TASK STATEMENT =>
In the records below, find the line holding "TARGET: overcast sky" and the line holding "TARGET: rider wearing helmet". Set down both, with every line between them, exactly.

── SOURCE RECORDS

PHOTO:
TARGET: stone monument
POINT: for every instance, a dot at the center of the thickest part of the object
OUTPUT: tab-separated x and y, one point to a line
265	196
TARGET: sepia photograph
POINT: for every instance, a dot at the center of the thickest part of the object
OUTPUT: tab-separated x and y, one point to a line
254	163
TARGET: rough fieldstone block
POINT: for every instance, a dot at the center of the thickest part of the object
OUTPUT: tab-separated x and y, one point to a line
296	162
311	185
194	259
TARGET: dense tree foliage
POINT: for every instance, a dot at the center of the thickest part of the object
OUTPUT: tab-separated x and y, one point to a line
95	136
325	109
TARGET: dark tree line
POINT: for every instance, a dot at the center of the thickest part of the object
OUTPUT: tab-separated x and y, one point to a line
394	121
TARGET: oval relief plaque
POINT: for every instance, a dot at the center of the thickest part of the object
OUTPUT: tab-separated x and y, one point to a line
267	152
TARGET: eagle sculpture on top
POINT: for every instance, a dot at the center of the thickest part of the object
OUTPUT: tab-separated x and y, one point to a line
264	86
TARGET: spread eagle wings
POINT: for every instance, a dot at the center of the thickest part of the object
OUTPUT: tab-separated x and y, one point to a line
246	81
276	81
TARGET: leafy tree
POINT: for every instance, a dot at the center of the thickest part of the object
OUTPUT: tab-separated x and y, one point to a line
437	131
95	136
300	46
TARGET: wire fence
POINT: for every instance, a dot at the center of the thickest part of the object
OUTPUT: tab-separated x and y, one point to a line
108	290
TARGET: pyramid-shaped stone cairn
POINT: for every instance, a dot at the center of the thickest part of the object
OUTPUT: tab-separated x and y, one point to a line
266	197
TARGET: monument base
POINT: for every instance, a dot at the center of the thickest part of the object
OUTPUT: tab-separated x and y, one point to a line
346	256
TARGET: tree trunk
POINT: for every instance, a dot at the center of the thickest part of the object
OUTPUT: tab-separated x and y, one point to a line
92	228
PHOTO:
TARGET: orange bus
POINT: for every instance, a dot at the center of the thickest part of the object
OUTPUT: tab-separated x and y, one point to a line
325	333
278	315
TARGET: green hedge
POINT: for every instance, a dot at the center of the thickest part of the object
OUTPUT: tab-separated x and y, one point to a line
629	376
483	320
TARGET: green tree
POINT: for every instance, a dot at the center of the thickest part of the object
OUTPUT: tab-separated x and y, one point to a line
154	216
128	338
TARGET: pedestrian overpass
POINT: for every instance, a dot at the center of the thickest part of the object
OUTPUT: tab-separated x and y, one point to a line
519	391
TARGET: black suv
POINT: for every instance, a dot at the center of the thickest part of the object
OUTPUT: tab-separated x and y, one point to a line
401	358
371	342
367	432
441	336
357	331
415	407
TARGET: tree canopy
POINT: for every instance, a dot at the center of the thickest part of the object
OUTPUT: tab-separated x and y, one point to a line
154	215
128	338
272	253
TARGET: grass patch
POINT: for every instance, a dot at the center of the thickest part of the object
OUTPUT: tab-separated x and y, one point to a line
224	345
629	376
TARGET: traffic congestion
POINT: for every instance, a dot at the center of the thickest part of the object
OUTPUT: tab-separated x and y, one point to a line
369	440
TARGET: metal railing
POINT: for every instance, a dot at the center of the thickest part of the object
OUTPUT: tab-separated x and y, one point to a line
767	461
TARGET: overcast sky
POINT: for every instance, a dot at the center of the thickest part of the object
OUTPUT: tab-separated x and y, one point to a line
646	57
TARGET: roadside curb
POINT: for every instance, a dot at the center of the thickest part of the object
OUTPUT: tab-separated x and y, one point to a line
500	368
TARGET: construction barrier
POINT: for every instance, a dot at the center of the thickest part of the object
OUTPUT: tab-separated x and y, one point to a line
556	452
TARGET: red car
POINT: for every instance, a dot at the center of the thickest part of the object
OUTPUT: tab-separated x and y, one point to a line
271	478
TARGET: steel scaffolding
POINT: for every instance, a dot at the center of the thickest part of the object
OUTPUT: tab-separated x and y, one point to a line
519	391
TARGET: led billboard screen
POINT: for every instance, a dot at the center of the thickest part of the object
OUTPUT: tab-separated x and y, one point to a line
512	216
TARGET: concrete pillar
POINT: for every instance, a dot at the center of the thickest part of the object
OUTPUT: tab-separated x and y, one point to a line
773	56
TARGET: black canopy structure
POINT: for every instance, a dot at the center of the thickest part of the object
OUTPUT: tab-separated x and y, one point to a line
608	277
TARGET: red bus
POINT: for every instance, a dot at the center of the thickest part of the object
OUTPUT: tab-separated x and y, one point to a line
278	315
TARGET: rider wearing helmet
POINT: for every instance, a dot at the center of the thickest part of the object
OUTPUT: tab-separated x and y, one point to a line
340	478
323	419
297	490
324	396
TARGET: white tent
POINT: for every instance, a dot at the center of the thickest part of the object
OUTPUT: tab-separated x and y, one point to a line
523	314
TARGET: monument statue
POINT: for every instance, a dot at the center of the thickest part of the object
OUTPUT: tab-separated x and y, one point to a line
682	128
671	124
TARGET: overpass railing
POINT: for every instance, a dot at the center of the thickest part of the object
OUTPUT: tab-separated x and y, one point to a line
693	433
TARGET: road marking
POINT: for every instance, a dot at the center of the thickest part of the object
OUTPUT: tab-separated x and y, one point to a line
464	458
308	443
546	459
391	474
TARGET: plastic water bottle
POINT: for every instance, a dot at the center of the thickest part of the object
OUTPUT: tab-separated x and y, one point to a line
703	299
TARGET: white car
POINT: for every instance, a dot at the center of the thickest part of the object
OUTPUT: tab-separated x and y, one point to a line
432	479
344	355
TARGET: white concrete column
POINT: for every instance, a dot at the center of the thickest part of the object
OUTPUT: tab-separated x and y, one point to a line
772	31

────

THE COMPLETED TASK =>
TARGET: overcast sky
POINT: for every instance, a dot at the center of the thickest part of the object
OUTPUT: tab-separated x and y, one point to a line
646	57
TARGET: roadside curb
POINT: for every instance, a dot at the center of the thickest part of the object
OUTPUT: tab-separated x and y, one point to a line
500	368
TARGET: construction barrier
POINT: for every instance, a dot at the center of the thickest part of the object
OUTPUT: tab-separated x and y, one point to a line
556	452
TARGET: red car
POINT: for every instance, a dot at the center of the thickest part of the object
OUTPUT: tab-separated x and y, one point to a line
271	478
TARGET: steel scaffolding
POINT: for every instance, a dot at the center of the thickest part of the object
OUTPUT: tab-separated x and y, one point to a line
519	391
TARGET: led billboard screen
POINT: for every instance, a dot at the center of the thickest part of the object
OUTPUT: tab-separated x and y, one point to a line
512	216
TARGET: concrete pillar
POINT: for every instance, a dot at the center of the thickest part of the object
OUTPUT: tab-separated x and y, one point to a line
773	56
TARGET: black canopy structure
POINT: for every instance, a dot at the center of the thickest part of the object
OUTPUT: tab-separated x and y, one point to a line
608	277
TARGET: red bus
POINT: for every instance, a dot at the center of the thickest part of the object
OUTPUT: tab-separated x and y, one point to a line
278	315
TARGET: rider wearing helmet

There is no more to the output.